Spinal cord injury clinical trial hits another milestone (Kevin McCormack)
We began the week with good news about our CIRM-funded clinical trial with Asterias for spinal cord injury, and so it’s nice to end the week with more good news from that same trial. On Wednesday, Asterias announced it had completed enrolling and dosing patients in their AIS-B 10 million cell group.
People with AIS-B spinal cord injuries have some level of sensation and feeling but very little, if any, movement below the site of injury site. So for example, spinal cord injuries at the neck, would lead to very limited movement in their arms and hands. As a result, they face a challenging life and may be dependent on help in performing most daily functions, from getting out of bed to eating.
In another branch of the Asterias trial, people with even more serious AIS-A injuries – in which no feeling or movement remains below the site of spinal cord injury – experienced improvements after being treated with Asterias’ AST-OPC1 stem cell therapy. In some cases the improvements were quite dramatic. We blogged about those here.
In a news release Dr. Ed Wirth, Asterias’ Chief Medical Officer, said they hope that the five people treated in the AIS-B portion of the trial will experience similar improvements as the AIS-A group.
“Completing enrollment and dosing of the first cohort of AIS-B patients marks another important milestone for our AST-OPC1 program. We have already reported meaningful improvements in arm, hand and finger function for AIS-A patients dosed with 10 million AST-OPC1 cells and we are looking forward to reporting initial efficacy and safety data for this cohort early in 2018.”

Data extract ▸

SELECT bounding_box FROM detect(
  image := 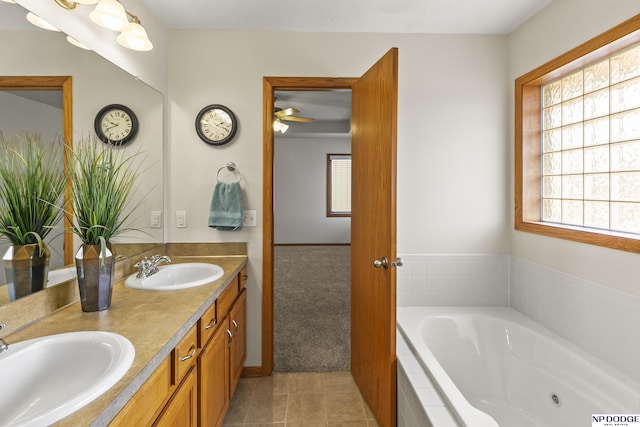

Questions to answer ▸
A. In the spinal cord injury trial post above, why do people with AIS-B injuries face a challenging life? Answer in one to three sentences.
B. Rewrite the paragraph of the spinal cord injury trial post that begins "In another branch of the Asterias trial" as a short bulleted list that keeps its main facts.
C. Print everything in the spinal cord injury trial post from "In another branch" down to "about those here.".

Answers per task ▸
A. They have some sensation but very little, if any, movement below the injury site. For example, an injury at the neck leaves very limited movement in the arms and hands. As a result, they may need help with most daily functions, from getting out of bed to eating.

B.
- Another branch of the Asterias trial treated people with AIS-A injuries, which are more serious than AIS-B injuries.
- In AIS-A injuries, no feeling or movement remains below the site of the spinal cord injury.
- These patients improved after treatment with Asterias' AST-OPC1 stem cell therapy.
- In some cases the improvements were quite dramatic.
- The blog has written about those results before.

C.
In another branch of the Asterias trial, people with even more serious AIS-A injuries – in which no feeling or movement remains below the site of spinal cord injury – experienced improvements after being treated with Asterias’ AST-OPC1 stem cell therapy. In some cases the improvements were quite dramatic. We blogged about those here.